◆ GOAL ◆
Reproduce all of the data word for word.

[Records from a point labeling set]
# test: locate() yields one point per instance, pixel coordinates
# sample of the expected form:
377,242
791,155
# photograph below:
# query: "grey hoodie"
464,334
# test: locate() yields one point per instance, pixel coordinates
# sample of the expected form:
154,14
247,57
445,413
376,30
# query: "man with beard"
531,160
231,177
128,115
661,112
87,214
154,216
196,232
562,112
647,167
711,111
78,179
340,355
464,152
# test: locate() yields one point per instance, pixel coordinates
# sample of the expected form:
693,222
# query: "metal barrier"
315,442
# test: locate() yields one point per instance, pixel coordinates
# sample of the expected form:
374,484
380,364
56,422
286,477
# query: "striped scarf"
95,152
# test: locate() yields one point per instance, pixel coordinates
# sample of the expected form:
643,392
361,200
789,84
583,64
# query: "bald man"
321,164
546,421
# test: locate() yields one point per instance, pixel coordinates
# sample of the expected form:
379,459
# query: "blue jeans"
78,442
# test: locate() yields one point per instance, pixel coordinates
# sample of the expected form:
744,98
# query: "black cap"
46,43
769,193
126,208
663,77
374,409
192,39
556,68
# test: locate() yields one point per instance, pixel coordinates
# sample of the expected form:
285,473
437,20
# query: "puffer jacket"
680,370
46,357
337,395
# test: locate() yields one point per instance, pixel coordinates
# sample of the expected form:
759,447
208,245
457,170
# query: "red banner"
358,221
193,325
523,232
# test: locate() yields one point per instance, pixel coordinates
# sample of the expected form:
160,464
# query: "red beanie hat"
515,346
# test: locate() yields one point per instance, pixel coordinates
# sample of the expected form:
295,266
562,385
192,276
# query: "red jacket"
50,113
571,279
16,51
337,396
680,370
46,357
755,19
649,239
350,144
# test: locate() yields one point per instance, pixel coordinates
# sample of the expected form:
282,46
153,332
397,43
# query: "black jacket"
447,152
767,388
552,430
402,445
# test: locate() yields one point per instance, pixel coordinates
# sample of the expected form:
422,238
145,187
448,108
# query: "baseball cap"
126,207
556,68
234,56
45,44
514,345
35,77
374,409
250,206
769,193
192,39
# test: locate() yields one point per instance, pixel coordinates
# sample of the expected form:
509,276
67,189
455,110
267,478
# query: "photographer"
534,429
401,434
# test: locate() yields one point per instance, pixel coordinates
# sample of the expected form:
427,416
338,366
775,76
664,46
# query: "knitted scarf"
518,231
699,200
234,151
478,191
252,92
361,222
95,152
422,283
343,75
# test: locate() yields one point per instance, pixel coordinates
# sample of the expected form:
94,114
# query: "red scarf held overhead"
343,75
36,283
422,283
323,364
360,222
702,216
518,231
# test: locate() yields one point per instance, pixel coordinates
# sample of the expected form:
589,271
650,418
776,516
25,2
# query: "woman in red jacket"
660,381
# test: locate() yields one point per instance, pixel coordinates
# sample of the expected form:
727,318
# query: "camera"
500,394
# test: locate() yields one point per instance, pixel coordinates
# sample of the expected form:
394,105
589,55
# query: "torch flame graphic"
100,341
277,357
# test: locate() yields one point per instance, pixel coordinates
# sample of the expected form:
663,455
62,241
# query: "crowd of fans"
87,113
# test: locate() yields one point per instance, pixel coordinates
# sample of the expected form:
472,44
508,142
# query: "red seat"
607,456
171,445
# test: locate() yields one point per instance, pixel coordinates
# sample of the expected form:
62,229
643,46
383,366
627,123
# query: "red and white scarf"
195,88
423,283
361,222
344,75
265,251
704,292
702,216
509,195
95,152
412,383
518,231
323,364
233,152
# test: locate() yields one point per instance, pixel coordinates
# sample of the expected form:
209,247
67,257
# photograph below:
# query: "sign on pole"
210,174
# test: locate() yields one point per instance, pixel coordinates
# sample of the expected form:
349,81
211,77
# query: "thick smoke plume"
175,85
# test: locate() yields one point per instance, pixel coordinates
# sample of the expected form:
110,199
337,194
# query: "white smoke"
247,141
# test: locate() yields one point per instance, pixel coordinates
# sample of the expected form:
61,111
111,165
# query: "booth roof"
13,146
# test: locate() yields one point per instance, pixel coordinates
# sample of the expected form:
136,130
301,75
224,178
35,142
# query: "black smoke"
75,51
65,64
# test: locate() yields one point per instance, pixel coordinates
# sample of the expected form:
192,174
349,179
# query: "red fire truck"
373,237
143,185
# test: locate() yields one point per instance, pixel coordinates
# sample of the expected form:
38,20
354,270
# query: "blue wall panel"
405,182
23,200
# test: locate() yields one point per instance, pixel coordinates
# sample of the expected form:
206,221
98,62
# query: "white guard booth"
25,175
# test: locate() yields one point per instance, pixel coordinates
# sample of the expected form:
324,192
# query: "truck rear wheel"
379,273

◆ CORRECT OUTPUT ◆
# test: locate() yields one point per instance, pixel coordinates
# sample of the expected form:
377,242
791,155
# photograph below:
# query: "grey hoodie"
464,334
# test: locate() yields one point per instance, pixel coordinates
# sample of the expected form:
154,14
247,57
445,413
376,30
# query: "man with beard"
531,160
231,177
128,115
661,112
87,214
154,216
196,232
562,112
647,167
711,111
78,179
340,355
464,152
# test: locate() yields one point per instance, pixel coordinates
# sample of the expected form:
693,222
# query: "metal barrier"
315,442
# test: locate() yields one point per instance, pixel coordinates
# sample of the expected form:
374,484
380,364
56,422
286,477
# query: "striped scarf"
95,152
# test: locate() yields one point per instance, pixel coordinates
# sample of the expected form:
643,392
361,200
789,84
583,64
# query: "bald man"
321,164
546,421
# test: locate() yields one point per instance, pixel coordinates
# sample of the expected form:
379,459
# query: "blue jeans"
78,442
# test: locate() yields one point per instance, pixel coordinates
# sample of the expected form:
744,98
# query: "black cap"
46,43
769,193
126,208
663,77
374,409
192,39
556,68
# test: locate() yields one point per instance, pixel coordinates
# sample of the expected form:
285,473
437,20
# query: "puffer jacket"
680,370
46,357
337,395
# test: locate() yields one point per instance, pixel coordinates
# sample of the expected form:
759,447
208,245
457,170
# query: "red banner"
358,221
193,325
523,232
# test: locate() yields one point per instance, pixel coordinates
# sample of the expected form:
160,464
# query: "red beanie hat"
515,346
# test: locate() yields one point per instance, pixel coordinates
# sample of the expected form:
295,266
562,385
192,276
# query: "red jacket"
50,113
571,279
16,51
337,396
680,370
46,357
755,19
649,239
350,144
# test: locate() yields one point per instance, pixel coordinates
# sample of the expected form:
282,46
153,332
397,43
# query: "black jacket"
447,152
767,388
552,430
402,445
# test: locate() yields one point per instance, pixel coordinates
# sample of the expected form:
422,238
145,187
448,108
# query: "baseball cap"
126,207
556,68
234,56
45,44
514,345
35,77
374,409
250,206
769,193
192,39
# test: locate() yields one point per instance, pixel coordinates
# sample of the expected form:
509,276
67,189
455,110
267,478
# query: "photographer"
534,429
401,434
# test: locate() yields one point per instance, pixel coordinates
# sample of the expected form:
427,416
338,366
775,76
664,46
# query: "knitted scarf"
518,231
699,200
234,151
478,191
252,92
361,222
95,152
422,283
343,75
# test: locate() yields one point per instance, pixel coordinates
# sample of the expected form:
94,114
# query: "red scarf held overhead"
343,75
36,283
422,283
323,364
360,222
702,216
518,231
# test: locate() yields one point per instance, pixel coordinates
# sample of the expected form:
589,271
650,418
776,516
25,2
# query: "woman in red jacket"
660,381
# test: locate() yields one point per instance, pixel coordinates
# sample of the expected form:
727,318
# query: "camera"
500,394
# test: locate() yields one point per instance, pixel coordinates
# sample of the expected form:
394,105
589,55
# query: "torch flame graphic"
100,341
277,357
# test: locate() yields one point per instance, pixel coordinates
# sample of the expected form:
663,455
62,241
# query: "crowd of fans"
87,113
# test: locate() yields one point per instance, pixel coordinates
# sample of the expected form:
472,44
508,142
# query: "red seat"
607,456
171,445
# test: locate() yields one point per instance, pixel coordinates
# sample of the expected form:
62,229
643,46
383,366
627,123
# query: "red and white scarf"
195,88
423,283
361,222
344,75
265,251
704,292
702,216
509,195
95,152
412,383
518,231
323,364
233,152
# test: locate() yields one point per instance, pixel coordinates
# sample of the expected form:
209,247
67,257
# photograph below:
# query: "sign on pole"
210,174
# test: locate() yields one point per instance, pixel coordinates
# sample of the expected form:
349,81
211,77
# query: "thick smoke plume"
175,85
# test: locate() yields one point per instance, pixel coordinates
# sample of the expected form:
110,199
337,194
# query: "white smoke"
247,141
# test: locate() yields one point per instance, pixel coordinates
# sample of the expected form:
61,111
111,165
# query: "booth roof"
13,146
# test: locate() yields one point per instance, pixel coordinates
# sample of the expected form:
136,130
301,75
224,178
35,142
# query: "black smoke"
75,51
65,64
# test: locate() yields one point per instance, pixel coordinates
# sample of the expected form:
192,174
349,179
# query: "red fire truck"
373,237
143,185
# test: locate() yields one point per instance, pixel coordinates
# sample of the expected form:
38,20
354,270
# query: "blue wall panel"
405,182
23,200
# test: locate() yields one point per instance, pixel coordinates
# sample of the expected form:
206,221
98,62
# query: "white guard booth"
25,175
# test: locate() yields one point per instance, pixel coordinates
# sample of the expected form:
324,192
# query: "truck rear wheel"
379,273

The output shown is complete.